WHAT IS REQUIRED: In the entries below, find each line where the word "pixel" appears and give only the total count of such lines.

Segment Start: DATA EXTRACT

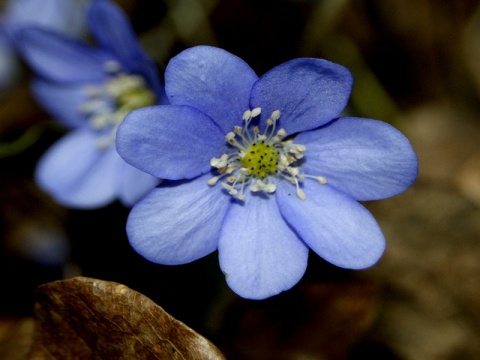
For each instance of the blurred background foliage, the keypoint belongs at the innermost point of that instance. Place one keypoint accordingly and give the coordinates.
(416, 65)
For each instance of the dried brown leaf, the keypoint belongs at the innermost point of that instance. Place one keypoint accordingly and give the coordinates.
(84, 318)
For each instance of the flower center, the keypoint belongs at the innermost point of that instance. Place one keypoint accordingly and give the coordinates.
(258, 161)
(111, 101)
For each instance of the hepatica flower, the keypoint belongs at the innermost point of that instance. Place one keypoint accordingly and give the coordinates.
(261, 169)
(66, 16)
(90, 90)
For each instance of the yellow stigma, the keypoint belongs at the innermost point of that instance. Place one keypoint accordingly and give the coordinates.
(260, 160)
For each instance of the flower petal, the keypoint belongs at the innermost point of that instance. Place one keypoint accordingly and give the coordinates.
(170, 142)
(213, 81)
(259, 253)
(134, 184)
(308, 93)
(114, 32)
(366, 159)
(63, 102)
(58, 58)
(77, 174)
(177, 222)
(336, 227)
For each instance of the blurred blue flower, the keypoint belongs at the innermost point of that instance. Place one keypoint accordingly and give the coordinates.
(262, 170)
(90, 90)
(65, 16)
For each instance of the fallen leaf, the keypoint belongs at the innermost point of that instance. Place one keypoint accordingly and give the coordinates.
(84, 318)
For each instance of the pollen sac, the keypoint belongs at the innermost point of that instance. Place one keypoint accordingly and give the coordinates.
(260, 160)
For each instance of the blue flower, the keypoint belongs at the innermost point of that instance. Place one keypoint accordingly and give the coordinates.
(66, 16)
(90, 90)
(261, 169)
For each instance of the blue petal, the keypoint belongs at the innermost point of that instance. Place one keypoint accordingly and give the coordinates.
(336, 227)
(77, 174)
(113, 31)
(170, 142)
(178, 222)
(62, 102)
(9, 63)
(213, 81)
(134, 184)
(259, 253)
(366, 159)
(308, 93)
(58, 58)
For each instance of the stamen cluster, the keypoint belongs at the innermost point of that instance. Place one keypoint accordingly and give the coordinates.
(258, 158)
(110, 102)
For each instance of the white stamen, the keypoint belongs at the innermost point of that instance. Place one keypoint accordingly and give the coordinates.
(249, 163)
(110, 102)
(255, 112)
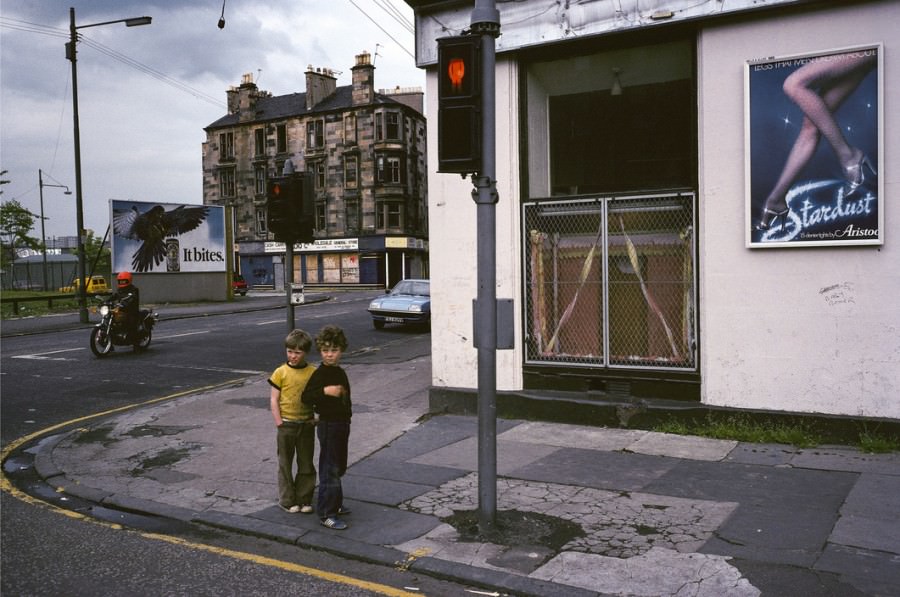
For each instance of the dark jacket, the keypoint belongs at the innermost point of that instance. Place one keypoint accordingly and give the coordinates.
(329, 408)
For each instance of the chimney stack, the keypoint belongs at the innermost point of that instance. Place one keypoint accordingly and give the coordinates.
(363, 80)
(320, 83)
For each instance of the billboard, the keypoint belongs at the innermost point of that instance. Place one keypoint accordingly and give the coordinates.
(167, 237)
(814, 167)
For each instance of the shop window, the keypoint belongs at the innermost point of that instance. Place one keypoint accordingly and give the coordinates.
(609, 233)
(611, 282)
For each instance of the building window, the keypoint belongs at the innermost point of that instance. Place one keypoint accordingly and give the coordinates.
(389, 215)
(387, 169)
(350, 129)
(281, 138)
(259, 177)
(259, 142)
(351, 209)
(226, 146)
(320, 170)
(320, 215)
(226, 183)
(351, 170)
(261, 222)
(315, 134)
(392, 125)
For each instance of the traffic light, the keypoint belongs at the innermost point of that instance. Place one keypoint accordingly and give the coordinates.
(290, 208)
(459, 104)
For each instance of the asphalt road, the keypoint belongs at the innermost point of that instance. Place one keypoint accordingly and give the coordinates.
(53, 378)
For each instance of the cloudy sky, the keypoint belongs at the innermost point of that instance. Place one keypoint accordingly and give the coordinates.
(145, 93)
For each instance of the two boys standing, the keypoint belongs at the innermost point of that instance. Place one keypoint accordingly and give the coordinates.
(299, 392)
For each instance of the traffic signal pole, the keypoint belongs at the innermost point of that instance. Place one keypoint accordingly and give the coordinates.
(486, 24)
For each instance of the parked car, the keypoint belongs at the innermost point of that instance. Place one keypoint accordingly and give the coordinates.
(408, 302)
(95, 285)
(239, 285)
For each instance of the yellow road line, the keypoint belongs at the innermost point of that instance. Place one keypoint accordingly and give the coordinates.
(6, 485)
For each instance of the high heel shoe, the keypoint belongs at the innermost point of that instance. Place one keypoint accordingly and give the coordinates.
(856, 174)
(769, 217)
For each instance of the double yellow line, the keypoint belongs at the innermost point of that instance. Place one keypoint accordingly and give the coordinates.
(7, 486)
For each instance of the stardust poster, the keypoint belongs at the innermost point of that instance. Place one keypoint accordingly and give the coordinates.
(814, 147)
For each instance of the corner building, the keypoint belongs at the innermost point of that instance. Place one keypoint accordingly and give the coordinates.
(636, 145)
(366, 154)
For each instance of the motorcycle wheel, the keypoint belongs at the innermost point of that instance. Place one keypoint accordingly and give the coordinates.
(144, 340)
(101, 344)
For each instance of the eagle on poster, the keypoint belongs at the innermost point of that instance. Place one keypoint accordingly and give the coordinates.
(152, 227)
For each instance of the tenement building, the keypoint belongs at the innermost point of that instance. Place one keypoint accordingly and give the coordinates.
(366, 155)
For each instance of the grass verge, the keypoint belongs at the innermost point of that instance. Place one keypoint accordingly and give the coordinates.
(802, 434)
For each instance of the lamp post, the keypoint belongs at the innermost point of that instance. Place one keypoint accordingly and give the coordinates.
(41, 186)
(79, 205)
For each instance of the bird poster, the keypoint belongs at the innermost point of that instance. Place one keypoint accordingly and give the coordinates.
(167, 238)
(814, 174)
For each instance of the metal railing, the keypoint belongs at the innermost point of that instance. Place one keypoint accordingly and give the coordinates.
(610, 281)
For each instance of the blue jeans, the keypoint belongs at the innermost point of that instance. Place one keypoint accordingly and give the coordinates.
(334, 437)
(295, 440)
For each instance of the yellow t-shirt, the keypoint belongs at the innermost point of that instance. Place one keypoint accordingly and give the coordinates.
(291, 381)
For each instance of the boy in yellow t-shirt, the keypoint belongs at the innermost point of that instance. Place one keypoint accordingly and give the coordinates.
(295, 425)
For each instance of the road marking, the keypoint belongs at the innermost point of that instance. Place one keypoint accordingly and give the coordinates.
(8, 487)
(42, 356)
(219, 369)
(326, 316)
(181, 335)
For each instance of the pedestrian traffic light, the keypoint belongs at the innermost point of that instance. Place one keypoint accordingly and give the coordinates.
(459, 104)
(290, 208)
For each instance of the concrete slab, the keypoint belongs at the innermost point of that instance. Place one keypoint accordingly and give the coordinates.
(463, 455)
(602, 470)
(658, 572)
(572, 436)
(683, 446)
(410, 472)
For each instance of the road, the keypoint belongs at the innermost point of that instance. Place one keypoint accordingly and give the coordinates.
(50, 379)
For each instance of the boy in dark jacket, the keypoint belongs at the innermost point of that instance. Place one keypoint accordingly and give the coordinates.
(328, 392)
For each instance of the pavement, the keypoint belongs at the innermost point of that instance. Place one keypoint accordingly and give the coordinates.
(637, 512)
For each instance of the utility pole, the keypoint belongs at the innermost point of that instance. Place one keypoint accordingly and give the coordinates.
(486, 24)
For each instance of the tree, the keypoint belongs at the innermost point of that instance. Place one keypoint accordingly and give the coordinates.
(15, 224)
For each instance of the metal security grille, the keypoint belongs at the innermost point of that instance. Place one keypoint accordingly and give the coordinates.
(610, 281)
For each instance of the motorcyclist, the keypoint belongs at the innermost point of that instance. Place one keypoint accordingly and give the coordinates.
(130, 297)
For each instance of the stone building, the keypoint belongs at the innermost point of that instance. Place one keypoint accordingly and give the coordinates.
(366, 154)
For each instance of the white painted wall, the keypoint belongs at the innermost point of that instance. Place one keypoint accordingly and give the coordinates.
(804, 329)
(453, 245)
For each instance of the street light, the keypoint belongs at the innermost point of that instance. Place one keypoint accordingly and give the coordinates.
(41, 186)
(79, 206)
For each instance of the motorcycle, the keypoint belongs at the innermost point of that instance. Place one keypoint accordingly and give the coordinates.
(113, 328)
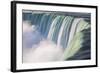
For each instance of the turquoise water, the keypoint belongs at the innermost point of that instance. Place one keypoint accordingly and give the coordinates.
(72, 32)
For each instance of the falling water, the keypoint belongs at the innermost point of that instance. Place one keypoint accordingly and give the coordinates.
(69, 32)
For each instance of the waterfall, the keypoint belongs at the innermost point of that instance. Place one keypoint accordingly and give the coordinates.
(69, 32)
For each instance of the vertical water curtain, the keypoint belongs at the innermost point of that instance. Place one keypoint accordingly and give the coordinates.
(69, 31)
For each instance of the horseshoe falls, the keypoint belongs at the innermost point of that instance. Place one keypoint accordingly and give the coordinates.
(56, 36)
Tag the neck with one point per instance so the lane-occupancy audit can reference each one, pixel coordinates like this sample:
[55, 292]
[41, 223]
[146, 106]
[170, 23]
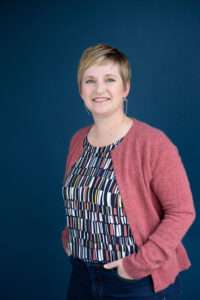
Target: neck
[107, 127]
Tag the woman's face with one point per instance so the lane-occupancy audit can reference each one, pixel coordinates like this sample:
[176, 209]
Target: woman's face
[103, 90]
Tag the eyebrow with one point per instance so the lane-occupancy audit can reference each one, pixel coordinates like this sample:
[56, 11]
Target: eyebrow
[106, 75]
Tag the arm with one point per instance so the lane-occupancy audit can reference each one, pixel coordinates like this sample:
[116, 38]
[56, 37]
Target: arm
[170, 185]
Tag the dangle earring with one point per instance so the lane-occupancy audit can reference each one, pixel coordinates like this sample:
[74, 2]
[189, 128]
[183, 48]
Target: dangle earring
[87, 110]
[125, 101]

Segment End: DATA EXTRACT

EXPECTED ANSWER: 5